RECORD EXTRACTS START
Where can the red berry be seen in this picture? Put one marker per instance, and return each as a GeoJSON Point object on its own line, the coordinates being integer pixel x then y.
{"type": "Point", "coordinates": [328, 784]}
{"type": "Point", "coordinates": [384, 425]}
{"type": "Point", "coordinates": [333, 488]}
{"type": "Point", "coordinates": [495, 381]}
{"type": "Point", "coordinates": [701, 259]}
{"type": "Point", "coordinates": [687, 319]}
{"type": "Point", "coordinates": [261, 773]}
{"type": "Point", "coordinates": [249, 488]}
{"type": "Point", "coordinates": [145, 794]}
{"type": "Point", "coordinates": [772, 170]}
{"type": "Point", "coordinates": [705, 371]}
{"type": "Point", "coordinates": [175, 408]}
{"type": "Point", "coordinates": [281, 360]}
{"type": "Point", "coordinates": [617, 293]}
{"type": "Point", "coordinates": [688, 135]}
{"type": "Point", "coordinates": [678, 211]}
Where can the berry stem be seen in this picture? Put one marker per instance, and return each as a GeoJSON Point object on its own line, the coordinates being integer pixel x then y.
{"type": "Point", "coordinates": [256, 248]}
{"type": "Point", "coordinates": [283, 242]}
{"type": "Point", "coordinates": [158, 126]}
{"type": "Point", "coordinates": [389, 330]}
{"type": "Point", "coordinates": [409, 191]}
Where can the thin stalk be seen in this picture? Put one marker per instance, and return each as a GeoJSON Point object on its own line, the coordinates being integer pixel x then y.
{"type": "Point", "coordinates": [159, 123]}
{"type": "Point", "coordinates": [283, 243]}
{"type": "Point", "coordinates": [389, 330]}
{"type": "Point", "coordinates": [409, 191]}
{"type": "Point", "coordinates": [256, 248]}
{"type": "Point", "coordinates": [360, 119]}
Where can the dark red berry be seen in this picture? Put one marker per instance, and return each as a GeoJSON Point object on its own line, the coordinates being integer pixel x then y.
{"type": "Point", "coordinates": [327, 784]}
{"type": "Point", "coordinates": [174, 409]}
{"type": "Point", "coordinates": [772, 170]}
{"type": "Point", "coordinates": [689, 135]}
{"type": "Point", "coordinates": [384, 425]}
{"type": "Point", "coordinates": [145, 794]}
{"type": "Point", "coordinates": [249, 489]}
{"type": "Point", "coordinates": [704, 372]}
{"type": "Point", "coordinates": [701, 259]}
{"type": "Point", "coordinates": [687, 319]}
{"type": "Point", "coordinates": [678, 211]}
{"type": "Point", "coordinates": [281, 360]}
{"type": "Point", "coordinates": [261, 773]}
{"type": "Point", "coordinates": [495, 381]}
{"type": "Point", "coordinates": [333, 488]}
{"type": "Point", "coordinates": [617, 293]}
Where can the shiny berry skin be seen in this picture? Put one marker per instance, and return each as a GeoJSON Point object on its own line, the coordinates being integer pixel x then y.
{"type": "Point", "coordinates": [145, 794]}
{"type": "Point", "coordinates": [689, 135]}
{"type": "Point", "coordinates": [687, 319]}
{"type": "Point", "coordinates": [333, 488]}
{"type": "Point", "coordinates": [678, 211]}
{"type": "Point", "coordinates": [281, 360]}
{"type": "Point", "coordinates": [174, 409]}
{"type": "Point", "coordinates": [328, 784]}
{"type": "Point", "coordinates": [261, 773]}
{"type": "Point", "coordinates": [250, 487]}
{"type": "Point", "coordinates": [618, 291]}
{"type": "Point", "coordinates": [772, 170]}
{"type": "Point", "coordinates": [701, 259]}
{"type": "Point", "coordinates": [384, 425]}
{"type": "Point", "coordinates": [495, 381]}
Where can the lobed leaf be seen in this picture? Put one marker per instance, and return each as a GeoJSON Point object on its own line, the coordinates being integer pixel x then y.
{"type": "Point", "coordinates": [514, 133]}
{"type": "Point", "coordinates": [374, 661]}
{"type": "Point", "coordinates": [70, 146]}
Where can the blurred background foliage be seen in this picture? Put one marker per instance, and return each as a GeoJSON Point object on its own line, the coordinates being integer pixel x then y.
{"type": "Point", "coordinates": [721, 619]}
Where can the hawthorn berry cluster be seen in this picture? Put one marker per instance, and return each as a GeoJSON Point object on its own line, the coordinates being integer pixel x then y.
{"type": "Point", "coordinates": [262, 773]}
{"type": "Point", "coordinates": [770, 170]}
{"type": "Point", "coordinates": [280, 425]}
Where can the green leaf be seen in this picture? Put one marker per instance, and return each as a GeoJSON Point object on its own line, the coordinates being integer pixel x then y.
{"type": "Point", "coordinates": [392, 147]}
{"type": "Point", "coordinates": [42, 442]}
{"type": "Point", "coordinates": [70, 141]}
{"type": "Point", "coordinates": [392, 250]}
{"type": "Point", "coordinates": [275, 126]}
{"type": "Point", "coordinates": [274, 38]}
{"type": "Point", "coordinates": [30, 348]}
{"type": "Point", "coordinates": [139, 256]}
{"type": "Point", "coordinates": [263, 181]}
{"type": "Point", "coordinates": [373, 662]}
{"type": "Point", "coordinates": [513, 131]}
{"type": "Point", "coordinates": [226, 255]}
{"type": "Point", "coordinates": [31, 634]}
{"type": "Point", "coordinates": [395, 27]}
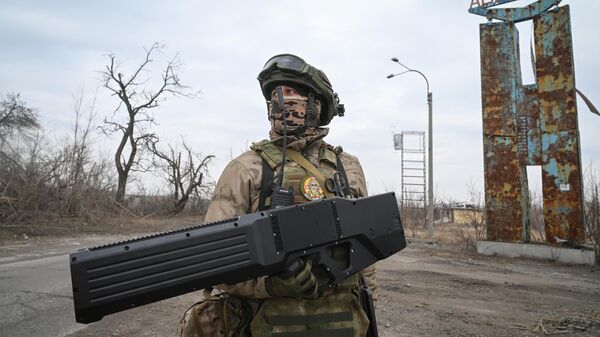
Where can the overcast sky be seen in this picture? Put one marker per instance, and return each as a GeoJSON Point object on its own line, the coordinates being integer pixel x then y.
{"type": "Point", "coordinates": [52, 49]}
RECORD EXTRACTS END
- TASK PROMPT -
None of the lines before the one containing "Where can the overcast" belong in the answer; reproduce that line and all later lines of the records exactly.

- SOLUTION TO THIS TASK -
Where can the overcast sky be seen in this picture? Put one marker per instance, and return each as a GeoJSON Point object on its own line, the coordinates being integer pixel x then y.
{"type": "Point", "coordinates": [52, 49]}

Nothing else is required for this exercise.